GIVEN ENTRIES START

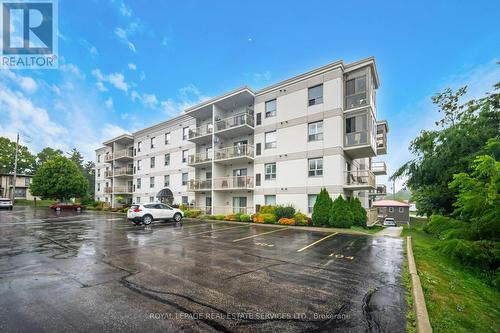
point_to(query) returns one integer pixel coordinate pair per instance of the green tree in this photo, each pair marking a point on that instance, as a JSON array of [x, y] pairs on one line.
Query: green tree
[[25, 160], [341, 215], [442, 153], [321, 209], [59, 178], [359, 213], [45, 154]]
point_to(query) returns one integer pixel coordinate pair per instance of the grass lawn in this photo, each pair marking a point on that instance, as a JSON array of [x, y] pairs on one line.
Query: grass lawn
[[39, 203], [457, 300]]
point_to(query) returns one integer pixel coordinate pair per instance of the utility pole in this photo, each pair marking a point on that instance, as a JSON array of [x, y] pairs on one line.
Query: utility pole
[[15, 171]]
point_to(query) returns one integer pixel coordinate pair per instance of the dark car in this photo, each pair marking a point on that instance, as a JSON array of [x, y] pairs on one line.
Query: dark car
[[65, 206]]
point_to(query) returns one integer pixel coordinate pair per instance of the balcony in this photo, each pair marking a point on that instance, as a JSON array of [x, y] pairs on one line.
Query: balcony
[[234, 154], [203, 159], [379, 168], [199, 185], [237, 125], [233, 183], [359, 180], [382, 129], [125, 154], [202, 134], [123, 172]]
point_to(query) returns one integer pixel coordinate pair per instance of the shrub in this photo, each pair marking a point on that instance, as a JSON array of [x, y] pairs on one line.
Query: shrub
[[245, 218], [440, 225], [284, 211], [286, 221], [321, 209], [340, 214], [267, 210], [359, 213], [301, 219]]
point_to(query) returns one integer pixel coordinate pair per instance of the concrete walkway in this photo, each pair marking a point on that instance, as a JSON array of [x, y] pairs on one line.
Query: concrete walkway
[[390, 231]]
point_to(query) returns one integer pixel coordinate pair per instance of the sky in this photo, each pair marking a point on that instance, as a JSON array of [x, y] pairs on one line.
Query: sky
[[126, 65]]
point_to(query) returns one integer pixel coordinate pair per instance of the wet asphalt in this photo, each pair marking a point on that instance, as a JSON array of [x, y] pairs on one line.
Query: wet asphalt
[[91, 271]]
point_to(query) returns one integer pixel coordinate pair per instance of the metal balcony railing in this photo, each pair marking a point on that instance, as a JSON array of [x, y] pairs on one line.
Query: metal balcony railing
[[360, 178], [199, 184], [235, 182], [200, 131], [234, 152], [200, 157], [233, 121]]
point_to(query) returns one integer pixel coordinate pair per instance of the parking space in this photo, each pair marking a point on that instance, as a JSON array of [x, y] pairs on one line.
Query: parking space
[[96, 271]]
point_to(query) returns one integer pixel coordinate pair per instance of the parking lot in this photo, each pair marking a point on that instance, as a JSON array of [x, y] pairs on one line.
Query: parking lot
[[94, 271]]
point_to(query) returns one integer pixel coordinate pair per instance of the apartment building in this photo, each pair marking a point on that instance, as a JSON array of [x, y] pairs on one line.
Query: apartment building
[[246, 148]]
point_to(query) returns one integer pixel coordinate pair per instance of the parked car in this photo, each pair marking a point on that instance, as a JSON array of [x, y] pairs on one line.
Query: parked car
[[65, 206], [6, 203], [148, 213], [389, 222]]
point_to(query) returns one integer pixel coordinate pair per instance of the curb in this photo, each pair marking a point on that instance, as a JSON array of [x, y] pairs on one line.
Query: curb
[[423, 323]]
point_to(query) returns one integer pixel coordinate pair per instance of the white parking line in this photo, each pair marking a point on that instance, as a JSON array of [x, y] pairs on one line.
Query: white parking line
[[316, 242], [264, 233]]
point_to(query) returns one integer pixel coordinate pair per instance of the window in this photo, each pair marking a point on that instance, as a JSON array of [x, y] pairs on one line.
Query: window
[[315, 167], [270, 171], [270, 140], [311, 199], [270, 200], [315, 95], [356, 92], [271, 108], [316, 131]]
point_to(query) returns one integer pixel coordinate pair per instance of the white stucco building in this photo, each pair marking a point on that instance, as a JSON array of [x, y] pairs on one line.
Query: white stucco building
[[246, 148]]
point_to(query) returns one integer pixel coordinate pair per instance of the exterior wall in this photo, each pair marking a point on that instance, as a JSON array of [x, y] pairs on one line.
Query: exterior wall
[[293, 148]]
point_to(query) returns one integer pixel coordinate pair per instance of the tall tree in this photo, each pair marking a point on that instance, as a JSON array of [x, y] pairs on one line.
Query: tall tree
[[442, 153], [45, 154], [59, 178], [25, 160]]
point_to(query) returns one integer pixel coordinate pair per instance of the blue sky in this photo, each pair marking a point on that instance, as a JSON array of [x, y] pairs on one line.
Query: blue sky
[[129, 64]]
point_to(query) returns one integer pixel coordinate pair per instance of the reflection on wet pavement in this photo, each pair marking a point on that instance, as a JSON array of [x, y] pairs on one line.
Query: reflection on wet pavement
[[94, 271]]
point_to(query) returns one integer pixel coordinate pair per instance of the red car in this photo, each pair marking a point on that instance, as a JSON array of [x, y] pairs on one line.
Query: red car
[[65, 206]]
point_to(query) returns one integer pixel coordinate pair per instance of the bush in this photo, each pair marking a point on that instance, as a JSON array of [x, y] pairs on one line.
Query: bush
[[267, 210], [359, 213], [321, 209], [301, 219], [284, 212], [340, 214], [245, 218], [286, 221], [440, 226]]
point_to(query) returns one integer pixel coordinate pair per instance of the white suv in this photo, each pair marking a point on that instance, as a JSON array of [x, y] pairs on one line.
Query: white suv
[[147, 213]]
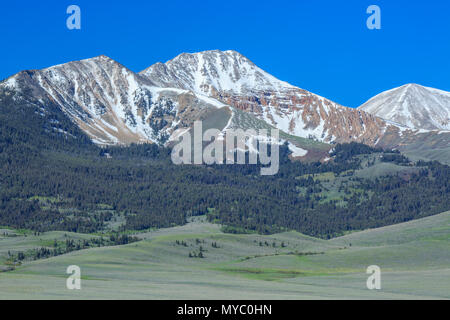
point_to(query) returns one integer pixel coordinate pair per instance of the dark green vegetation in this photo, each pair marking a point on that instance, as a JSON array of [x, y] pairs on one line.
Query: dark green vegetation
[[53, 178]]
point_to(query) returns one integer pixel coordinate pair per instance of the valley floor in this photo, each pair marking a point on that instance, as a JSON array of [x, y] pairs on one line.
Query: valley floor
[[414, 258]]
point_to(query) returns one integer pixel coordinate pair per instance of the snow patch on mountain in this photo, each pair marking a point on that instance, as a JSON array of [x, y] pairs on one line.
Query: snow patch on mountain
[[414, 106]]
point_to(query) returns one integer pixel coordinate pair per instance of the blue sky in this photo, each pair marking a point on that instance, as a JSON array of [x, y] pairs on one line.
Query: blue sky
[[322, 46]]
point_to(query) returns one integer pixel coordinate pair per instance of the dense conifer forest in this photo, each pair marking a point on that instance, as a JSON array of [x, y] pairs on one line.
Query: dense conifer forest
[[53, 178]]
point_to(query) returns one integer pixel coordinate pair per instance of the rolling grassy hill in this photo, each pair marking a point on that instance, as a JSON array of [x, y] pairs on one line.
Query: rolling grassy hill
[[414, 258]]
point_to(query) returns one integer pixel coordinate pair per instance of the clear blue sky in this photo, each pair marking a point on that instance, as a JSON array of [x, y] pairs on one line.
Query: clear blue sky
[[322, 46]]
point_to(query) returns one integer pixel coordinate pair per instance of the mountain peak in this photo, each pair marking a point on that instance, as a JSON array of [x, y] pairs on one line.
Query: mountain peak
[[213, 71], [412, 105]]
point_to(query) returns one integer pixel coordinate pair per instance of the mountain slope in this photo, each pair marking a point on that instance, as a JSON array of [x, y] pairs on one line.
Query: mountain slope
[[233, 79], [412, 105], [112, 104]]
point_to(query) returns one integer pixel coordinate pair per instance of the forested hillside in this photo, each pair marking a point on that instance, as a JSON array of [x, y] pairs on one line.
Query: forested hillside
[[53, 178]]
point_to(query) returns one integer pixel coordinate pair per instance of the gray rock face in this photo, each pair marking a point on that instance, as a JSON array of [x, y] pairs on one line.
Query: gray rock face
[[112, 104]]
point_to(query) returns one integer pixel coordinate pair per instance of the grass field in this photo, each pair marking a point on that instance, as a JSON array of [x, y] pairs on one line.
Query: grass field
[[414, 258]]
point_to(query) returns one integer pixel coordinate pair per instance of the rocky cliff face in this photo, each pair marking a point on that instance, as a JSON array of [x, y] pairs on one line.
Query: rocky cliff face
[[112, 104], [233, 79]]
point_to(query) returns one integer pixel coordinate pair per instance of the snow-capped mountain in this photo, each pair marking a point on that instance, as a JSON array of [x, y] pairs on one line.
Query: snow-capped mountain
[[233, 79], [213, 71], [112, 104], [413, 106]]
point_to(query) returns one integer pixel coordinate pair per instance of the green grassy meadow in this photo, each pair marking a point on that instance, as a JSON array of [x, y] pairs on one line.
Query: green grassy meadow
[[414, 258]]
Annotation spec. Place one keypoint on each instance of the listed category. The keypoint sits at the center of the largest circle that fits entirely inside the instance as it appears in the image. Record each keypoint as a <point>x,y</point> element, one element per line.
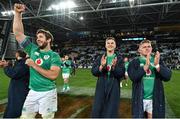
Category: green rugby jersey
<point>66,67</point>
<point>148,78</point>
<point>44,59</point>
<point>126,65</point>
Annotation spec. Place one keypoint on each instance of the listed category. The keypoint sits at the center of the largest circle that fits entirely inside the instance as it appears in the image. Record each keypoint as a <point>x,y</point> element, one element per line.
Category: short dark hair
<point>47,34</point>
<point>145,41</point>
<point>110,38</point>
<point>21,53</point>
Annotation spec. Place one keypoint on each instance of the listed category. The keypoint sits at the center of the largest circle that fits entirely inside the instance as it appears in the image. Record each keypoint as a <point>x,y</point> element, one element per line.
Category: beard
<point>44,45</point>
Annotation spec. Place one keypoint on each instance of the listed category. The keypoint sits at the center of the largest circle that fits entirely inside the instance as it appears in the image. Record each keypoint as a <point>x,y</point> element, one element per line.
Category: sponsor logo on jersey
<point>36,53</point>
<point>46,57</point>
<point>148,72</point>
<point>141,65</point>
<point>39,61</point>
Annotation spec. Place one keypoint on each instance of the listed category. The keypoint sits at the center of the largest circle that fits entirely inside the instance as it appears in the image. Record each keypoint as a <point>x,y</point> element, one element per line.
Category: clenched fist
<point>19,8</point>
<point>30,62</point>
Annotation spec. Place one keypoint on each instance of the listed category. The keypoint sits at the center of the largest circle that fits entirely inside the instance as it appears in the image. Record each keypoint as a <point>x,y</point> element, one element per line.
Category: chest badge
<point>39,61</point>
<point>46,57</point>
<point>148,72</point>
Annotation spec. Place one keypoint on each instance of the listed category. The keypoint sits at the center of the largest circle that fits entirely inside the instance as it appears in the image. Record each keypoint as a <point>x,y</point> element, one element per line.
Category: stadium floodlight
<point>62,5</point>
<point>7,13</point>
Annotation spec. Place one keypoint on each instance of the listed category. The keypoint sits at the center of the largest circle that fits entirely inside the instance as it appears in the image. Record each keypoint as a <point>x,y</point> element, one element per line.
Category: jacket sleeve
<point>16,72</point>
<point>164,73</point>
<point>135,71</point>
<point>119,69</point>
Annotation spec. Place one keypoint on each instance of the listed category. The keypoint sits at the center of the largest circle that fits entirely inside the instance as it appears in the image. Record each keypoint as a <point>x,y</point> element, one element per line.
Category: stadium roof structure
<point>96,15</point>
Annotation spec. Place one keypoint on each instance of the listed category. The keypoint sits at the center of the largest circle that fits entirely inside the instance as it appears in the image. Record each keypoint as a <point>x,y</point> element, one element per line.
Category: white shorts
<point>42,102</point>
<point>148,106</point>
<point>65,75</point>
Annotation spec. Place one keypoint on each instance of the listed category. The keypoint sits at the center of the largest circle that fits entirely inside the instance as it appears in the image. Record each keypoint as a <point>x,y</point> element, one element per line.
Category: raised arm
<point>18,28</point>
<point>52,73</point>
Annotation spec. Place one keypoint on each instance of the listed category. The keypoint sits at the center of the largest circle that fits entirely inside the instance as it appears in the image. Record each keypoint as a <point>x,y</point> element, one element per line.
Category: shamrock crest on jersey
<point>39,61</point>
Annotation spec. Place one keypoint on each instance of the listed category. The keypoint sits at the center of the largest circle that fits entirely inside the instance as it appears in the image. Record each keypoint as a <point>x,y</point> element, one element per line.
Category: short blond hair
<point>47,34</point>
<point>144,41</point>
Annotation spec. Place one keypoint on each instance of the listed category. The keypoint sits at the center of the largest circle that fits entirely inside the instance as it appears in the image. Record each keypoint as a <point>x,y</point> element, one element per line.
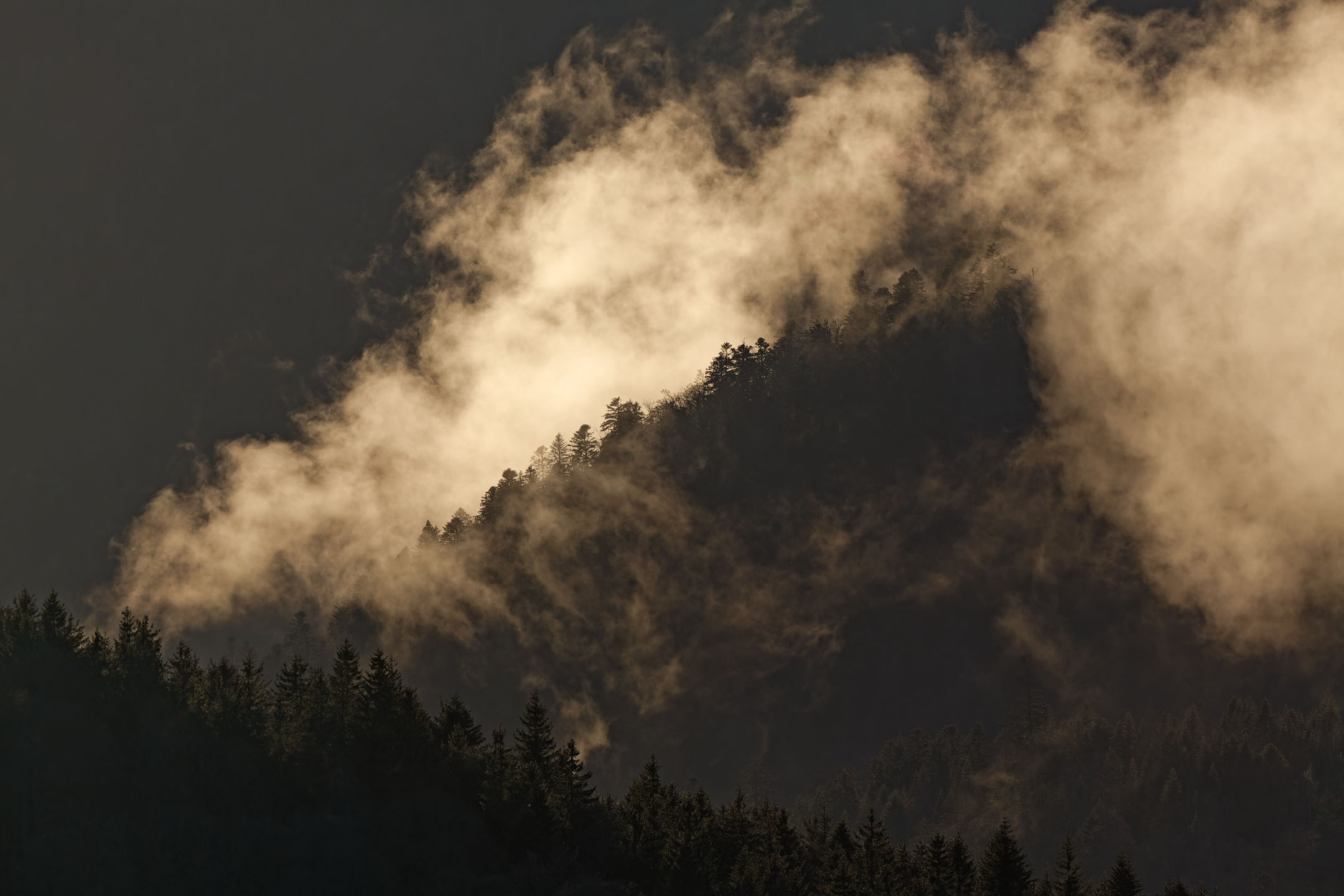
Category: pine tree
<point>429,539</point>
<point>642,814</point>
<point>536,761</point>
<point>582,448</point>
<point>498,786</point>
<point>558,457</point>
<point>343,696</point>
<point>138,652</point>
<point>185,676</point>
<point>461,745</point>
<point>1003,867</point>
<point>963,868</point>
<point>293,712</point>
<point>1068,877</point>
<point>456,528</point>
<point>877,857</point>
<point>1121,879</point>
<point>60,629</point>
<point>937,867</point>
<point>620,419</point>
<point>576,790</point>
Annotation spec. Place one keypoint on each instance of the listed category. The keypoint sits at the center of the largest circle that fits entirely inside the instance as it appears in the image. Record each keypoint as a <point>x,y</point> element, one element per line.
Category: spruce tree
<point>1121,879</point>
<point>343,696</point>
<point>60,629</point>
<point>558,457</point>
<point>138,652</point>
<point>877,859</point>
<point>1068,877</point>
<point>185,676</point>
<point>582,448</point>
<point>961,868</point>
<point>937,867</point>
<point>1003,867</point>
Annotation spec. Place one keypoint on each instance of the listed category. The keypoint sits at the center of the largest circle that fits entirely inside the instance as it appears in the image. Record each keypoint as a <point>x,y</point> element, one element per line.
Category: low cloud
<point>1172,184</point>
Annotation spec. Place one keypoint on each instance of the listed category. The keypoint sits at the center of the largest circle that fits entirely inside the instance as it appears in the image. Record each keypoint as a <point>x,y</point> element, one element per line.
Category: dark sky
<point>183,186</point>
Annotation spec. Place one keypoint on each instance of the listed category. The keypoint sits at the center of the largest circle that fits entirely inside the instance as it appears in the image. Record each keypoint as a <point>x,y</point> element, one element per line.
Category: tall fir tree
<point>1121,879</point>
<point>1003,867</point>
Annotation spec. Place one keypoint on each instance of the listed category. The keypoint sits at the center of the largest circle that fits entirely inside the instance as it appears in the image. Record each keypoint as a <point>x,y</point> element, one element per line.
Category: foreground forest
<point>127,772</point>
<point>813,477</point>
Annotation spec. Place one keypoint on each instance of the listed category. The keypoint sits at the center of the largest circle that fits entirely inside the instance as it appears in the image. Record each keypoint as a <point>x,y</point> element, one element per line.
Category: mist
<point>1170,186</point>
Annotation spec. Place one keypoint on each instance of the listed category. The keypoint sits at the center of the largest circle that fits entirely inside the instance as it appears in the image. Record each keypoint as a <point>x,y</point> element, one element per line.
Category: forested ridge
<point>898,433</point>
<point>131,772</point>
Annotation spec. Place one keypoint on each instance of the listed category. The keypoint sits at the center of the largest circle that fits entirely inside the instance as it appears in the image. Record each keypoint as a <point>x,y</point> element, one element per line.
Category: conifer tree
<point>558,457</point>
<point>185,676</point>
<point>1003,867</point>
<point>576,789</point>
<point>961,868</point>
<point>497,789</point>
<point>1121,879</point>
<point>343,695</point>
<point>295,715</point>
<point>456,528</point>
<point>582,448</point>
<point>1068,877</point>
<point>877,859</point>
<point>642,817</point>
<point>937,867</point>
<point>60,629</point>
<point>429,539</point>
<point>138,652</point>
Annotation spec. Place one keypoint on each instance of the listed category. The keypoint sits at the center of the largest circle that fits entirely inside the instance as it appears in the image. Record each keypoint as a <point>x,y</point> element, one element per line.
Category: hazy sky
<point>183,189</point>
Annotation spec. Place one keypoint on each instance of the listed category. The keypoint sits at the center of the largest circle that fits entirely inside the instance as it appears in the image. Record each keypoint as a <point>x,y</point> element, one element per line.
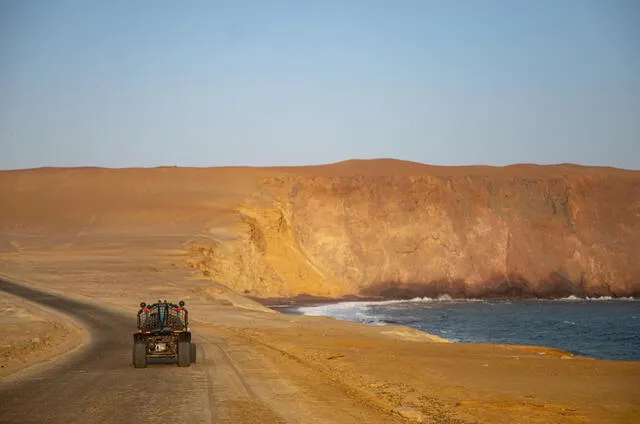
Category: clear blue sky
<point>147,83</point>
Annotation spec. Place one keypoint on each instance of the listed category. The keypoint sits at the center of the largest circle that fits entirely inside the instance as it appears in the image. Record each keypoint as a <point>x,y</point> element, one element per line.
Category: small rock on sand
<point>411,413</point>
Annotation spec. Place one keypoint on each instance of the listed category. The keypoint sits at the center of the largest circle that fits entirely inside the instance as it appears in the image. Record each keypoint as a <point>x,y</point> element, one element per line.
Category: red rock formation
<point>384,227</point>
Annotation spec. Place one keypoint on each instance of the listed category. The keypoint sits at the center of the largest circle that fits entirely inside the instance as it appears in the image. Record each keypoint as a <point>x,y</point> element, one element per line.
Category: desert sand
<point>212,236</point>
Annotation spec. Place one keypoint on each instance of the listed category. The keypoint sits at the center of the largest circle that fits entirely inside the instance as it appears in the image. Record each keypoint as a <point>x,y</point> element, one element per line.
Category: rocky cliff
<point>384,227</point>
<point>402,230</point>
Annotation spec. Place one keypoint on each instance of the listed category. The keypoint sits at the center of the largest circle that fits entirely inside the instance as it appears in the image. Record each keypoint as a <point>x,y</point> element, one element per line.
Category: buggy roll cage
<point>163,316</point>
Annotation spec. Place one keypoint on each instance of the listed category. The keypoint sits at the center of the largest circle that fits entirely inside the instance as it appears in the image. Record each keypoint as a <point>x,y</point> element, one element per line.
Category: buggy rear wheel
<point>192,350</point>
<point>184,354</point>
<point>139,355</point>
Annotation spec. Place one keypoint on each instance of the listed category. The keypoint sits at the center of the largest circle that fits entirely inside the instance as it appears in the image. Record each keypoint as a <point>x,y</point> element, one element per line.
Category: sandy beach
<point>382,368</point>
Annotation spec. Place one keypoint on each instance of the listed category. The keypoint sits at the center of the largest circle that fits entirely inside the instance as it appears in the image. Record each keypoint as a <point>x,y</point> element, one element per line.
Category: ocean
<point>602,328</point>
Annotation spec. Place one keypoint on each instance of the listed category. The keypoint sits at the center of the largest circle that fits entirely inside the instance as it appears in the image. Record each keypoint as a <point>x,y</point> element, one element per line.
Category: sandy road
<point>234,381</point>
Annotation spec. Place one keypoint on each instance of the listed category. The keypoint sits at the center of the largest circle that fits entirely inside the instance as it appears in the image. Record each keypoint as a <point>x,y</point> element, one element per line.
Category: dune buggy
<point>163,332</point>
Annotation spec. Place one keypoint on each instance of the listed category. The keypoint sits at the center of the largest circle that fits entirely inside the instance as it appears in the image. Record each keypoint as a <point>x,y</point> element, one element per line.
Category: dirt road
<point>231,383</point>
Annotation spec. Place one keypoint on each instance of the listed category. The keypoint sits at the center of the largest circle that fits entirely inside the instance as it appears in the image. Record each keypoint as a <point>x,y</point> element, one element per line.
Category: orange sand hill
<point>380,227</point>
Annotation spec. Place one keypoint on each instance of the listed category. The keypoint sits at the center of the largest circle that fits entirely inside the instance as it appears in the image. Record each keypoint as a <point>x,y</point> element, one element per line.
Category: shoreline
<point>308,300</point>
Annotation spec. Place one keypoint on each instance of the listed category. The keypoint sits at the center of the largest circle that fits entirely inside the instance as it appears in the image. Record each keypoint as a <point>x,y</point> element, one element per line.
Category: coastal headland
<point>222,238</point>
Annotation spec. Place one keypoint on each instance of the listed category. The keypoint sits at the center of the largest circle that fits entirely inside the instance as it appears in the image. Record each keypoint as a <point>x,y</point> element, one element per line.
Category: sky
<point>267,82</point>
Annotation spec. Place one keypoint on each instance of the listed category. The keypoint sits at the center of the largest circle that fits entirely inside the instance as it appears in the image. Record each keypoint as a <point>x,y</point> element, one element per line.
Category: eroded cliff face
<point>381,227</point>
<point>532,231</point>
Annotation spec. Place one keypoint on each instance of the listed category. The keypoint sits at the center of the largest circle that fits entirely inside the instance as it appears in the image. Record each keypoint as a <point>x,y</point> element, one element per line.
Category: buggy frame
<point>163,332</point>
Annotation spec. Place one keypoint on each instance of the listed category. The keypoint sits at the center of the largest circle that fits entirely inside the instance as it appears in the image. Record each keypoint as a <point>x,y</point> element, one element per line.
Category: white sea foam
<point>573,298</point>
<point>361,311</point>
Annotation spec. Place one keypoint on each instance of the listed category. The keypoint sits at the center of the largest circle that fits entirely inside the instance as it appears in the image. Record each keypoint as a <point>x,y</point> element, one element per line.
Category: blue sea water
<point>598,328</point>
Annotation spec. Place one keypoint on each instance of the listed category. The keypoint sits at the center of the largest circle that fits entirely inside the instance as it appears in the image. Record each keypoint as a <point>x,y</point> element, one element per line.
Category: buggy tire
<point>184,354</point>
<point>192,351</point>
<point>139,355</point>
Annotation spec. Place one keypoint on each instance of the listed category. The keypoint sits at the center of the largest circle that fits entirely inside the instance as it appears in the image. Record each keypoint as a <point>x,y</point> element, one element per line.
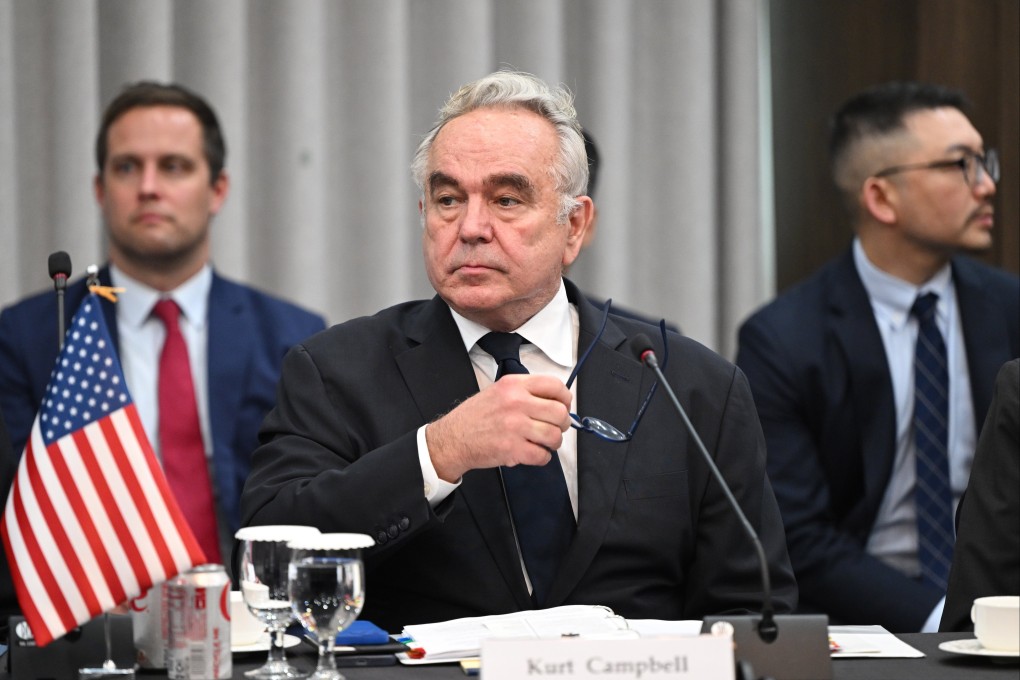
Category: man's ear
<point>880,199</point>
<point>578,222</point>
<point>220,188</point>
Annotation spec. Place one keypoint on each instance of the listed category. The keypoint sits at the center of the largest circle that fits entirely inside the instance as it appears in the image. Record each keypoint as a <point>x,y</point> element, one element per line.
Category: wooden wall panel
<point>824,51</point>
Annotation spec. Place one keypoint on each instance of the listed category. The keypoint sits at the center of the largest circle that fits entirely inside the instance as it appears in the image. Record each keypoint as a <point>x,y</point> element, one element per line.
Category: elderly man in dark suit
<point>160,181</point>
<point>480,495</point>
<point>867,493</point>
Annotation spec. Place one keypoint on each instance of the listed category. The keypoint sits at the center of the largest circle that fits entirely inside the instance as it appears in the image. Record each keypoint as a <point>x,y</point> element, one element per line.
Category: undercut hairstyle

GIVEN ENTRIES END

# TASK TO CARRY OUT
Output only an exact transcription of the lines above from the one with "of the clear" up to and including the one with "the mountain slope".

# RESPONSE AREA
point_to(query) returns one integer pixel coordinate pair per instance of the clear blue sky in this photo, each pair marking a point on that instance, as a JSON array of [x, y] pairs on one line.
Query: clear blue sky
[[322, 46]]
point_to(query) returns one integer pixel coordinate pair per instance of the mountain peak in this photo, each pair marking a point on that instance, as a JSON array of [x, y] pairs on one line.
Query: mountain peak
[[213, 71], [412, 105]]
point_to(query) returns one integer pixel coordinate pair per instance of the mountain slope in this photo, each pair marking a point on that instance, as a JSON array of [x, y] pairs on one line.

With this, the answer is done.